** WHAT IS BEING ASKED **
Enter these lines as a numbered list, omitting any blank lines.

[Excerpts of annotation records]

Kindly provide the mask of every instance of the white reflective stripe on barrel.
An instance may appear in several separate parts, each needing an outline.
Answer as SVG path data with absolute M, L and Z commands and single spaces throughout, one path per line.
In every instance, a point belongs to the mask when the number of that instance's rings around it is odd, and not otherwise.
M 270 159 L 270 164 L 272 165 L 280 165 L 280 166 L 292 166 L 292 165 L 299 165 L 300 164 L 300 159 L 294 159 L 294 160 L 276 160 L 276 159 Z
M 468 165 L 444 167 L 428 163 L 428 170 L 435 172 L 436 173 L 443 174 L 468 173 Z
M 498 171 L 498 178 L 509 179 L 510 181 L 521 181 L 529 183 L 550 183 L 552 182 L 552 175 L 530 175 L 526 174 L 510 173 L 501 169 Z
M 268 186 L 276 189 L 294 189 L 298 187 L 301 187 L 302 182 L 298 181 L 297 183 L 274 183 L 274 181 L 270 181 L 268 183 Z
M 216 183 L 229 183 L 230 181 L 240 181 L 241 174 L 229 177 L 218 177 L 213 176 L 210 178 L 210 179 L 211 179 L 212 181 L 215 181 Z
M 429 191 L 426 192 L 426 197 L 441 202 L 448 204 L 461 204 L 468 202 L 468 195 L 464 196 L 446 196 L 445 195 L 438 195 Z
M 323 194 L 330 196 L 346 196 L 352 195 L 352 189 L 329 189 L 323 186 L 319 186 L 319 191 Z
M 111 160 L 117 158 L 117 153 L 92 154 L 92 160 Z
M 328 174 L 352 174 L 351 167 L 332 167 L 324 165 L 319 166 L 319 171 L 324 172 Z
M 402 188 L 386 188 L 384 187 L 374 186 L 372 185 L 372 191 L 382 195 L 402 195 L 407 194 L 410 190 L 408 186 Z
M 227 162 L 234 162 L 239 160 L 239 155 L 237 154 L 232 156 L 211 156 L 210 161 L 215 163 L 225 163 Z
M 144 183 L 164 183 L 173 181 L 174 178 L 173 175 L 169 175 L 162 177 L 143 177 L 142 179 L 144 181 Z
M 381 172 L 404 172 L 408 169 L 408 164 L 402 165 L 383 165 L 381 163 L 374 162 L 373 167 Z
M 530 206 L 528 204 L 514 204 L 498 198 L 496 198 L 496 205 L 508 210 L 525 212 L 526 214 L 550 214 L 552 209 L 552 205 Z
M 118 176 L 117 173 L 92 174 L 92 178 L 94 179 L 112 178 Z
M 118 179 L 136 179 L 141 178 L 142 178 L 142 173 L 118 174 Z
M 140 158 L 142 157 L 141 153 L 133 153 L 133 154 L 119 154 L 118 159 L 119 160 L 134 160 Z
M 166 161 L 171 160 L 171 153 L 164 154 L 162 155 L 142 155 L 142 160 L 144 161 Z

** RESULT OF THE TASK **
1. Kindly provide the mask of every instance of the white reflective stripe on barrel.
2. An instance may appear in several separate parts, each needing an outline.
3. Answer as SVG path data with absolute M, L and Z commands and single spaces throughout, one path per line.
4. In every instance, a point belongs to the mask when the number of that instance's rings around it is odd, and not otherwise.
5. M 270 159 L 270 164 L 272 165 L 280 165 L 280 166 L 292 166 L 292 165 L 299 165 L 300 164 L 300 159 L 294 159 L 294 160 L 276 160 L 276 159 Z
6. M 468 165 L 444 167 L 428 163 L 428 170 L 435 172 L 436 173 L 443 174 L 468 173 Z
7. M 498 171 L 498 178 L 509 179 L 510 181 L 521 181 L 529 183 L 550 183 L 552 182 L 552 175 L 530 175 L 526 174 L 510 173 L 501 169 Z
8. M 268 186 L 276 189 L 294 189 L 298 187 L 301 187 L 302 182 L 298 181 L 297 183 L 274 183 L 274 181 L 270 181 L 268 183 Z
9. M 216 183 L 229 183 L 230 181 L 240 181 L 241 174 L 229 177 L 218 177 L 213 176 L 210 178 L 210 179 L 211 179 L 212 181 L 215 181 Z
10. M 429 191 L 426 192 L 426 197 L 441 202 L 448 204 L 461 204 L 468 202 L 468 195 L 464 196 L 446 196 L 445 195 L 438 195 Z
11. M 323 194 L 330 196 L 346 196 L 352 195 L 352 189 L 329 189 L 323 186 L 319 186 L 319 191 Z
12. M 111 160 L 117 158 L 117 153 L 92 154 L 92 160 Z
13. M 328 174 L 352 174 L 351 167 L 332 167 L 324 165 L 319 166 L 319 171 L 324 172 Z
14. M 402 188 L 386 188 L 384 187 L 374 186 L 372 185 L 372 191 L 382 195 L 402 195 L 407 194 L 410 190 L 408 186 Z
15. M 227 162 L 234 162 L 239 160 L 239 155 L 237 154 L 232 156 L 211 156 L 210 161 L 215 163 L 225 163 Z
16. M 144 183 L 164 183 L 173 181 L 174 178 L 173 175 L 169 175 L 162 177 L 143 177 L 142 179 L 144 181 Z
17. M 381 172 L 404 172 L 408 169 L 408 164 L 402 165 L 383 165 L 381 163 L 374 162 L 373 167 Z
18. M 530 206 L 528 204 L 514 204 L 498 198 L 496 198 L 496 205 L 508 210 L 525 212 L 526 214 L 550 214 L 552 209 L 552 205 Z
19. M 118 176 L 117 173 L 92 174 L 92 178 L 94 179 L 112 178 Z
20. M 118 179 L 136 179 L 141 178 L 142 178 L 142 173 L 118 174 Z
21. M 140 158 L 142 157 L 141 153 L 133 153 L 133 154 L 119 154 L 118 159 L 119 160 L 134 160 Z
22. M 166 161 L 171 160 L 171 153 L 164 154 L 162 155 L 142 155 L 142 160 L 144 161 Z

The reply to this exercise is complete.